▸ **Excerto fornecido**
——————

Introdução
por João Bugalhão
Dedicado a todos
os que andaram a enaltecer as qualidades “teatrais” da criatura, aqueles que dão
mais valor à forma do que aos conteúdos, àqueles que promovem e defendem “o
estou melhor assim? Ou assim...”, àqueles que só agora viram o que era
evidente, àqueles que não ligaram quando ouviram (em escutas que não são
valorizadas) o amigo vara dizer ao pinto em 2009 “... temos dois anos para sacar tudo o que pudermos”!). Mas
sobretudo, para aqueles que pensam que pinto de sousa está sozinho nesta
bandalheira de que todos somos responsáveis....
De facto os
políticos não são todos iguais, nós, os portugueses, é que somos uns bandalhos.
E muito distraídos...
É legítimo supor
por José Gomes
Ferreira (tirado daqui)
“A propósito da detenção de José Sócrates,
recordo por estes dias vários momentos da vida política do país e do exercício
do jornalismo em Portugal.
5 de
Janeiro de 2009: No final do
primeiro mandato e já em ano de eleições legislativas, o primeiro-ministro
aceita dar uma entrevista televisiva à SIC, conduzida por mim e por Ricardo
Costa. No decurso da conversa tensa, crispada, José Sócrates é confrontado com
um gráfico do próprio orçamento de Estado de 2009, que mostra o verdadeiro
impacto das sete novas subconcessões rodoviárias em regime de parceria público
privada: a conta a cargo do contribuinte é astronómica, mas só começará a ser
paga...em 2014.
A reacção do político é de surpresa
desagradável, de falta de argumentos rápidos, pela primeira vez em muitos
momentos de confronto jornalístico com a realidade das políticas que estavam a
ser lançadas como "as melhores para o país", sem alternativa válida.
Na mesma entrevista, Ricardo Costa questiona o então primeiro-ministro sobre o
verdadeiro impacto da política para o sector energético, que estava a invadir a
paisagem com milhares de "ventoinhas" eólicas. A reacção evoluiu da
surpresa negativa para a agressividade.

——————

▸ **Pedidos**
**1.** No excerto fornecido, a que estação de televisão aceitou o primeiro-ministro dar uma entrevista a 5 de Janeiro de 2009?
**2.** Devolve, sem alterações, a parte do excerto fornecido que vai desde «De facto os» até «Ferreira (tirado daqui)».

——————

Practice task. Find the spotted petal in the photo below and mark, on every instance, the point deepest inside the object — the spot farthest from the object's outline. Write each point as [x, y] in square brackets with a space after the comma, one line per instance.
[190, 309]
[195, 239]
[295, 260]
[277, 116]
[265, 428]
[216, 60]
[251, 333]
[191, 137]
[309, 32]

——————

▸ **Respostas por pedido**
**1.** À SIC.

**2.**
De facto os
políticos não são todos iguais, nós, os portugueses, é que somos uns bandalhos.
E muito distraídos...
É legítimo supor
por José Gomes
Ferreira (tirado daqui)